* Task prompt:
Print the lines of the data that begin with the line containing "Where can the bangle" and end with the line containing "Where can the chalkboard", both included, reproducing them exactly.
## Start
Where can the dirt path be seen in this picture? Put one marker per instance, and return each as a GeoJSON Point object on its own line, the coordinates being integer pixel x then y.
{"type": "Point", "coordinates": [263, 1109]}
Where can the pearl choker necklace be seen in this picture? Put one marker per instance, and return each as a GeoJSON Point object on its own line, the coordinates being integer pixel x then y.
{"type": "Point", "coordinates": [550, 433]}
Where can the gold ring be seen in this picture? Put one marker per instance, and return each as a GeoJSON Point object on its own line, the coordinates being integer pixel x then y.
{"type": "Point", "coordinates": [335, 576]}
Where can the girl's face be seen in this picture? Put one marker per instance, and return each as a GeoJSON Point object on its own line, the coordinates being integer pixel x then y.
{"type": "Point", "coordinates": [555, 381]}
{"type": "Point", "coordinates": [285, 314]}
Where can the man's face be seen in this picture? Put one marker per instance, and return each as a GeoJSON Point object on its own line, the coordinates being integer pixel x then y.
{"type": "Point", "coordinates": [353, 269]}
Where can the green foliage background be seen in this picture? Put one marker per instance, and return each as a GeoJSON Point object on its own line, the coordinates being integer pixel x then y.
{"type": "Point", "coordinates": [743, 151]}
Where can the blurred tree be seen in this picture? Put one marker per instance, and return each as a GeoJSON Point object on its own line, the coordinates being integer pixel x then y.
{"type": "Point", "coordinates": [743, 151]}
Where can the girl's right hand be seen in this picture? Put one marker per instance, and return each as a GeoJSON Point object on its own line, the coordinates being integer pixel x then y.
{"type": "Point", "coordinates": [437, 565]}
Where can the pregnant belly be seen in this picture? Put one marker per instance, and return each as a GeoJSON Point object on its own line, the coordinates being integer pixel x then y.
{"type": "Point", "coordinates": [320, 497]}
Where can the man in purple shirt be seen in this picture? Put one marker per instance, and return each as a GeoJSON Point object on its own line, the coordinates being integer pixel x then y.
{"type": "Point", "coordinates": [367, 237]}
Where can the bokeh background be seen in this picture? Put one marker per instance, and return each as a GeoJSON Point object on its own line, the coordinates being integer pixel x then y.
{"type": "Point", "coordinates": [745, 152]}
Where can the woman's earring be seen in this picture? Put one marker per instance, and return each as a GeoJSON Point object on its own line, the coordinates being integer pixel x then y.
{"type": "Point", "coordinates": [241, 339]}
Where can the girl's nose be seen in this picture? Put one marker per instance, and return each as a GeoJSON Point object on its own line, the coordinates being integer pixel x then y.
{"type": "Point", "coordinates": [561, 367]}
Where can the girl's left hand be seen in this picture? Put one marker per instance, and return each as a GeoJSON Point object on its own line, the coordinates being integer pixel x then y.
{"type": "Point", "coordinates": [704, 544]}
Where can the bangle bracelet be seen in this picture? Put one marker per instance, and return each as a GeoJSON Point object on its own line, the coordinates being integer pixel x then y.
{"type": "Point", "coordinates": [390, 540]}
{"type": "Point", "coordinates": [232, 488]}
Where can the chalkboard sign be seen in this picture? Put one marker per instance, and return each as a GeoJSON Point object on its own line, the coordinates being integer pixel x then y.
## End
## Start
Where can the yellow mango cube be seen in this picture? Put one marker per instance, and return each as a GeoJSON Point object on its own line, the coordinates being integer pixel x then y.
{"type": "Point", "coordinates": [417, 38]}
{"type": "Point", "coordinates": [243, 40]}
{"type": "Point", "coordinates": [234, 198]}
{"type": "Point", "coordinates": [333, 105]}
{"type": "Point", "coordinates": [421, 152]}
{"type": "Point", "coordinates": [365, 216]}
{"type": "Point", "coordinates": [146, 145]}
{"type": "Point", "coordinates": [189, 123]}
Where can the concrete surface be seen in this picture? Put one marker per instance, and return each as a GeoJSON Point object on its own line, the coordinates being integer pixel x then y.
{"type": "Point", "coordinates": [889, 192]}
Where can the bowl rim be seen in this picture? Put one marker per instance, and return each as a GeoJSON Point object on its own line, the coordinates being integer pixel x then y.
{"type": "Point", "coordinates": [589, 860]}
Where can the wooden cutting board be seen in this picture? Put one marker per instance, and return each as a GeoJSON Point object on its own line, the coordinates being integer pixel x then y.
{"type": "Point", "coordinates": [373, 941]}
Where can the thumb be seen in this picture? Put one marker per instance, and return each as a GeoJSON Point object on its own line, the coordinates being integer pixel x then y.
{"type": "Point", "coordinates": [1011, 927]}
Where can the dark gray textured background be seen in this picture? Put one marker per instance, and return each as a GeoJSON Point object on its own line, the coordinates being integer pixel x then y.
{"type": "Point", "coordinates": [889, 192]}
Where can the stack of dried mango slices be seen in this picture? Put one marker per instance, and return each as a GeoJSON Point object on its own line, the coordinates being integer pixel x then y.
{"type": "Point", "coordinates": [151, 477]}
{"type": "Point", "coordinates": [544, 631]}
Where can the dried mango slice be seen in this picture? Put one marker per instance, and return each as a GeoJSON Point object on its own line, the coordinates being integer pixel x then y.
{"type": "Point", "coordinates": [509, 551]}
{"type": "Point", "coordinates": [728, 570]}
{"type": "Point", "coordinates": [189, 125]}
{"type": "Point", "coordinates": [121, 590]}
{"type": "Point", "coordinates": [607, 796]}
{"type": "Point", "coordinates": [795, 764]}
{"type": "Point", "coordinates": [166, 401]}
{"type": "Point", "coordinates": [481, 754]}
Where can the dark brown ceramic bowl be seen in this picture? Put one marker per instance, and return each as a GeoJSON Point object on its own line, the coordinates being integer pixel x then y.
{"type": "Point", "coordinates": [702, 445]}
## End
* Final result:
Where can the bangle bracelet be seen in this picture? Put one marker per instance, and return each as a GeoJSON Point object on its own line, the coordinates being integer pixel x then y.
{"type": "Point", "coordinates": [390, 540]}
{"type": "Point", "coordinates": [232, 488]}
Where can the chalkboard sign be seen in this picture? Put one marker per instance, and return each as a GeoJSON Point object on its own line, the coordinates being integer pixel x then y.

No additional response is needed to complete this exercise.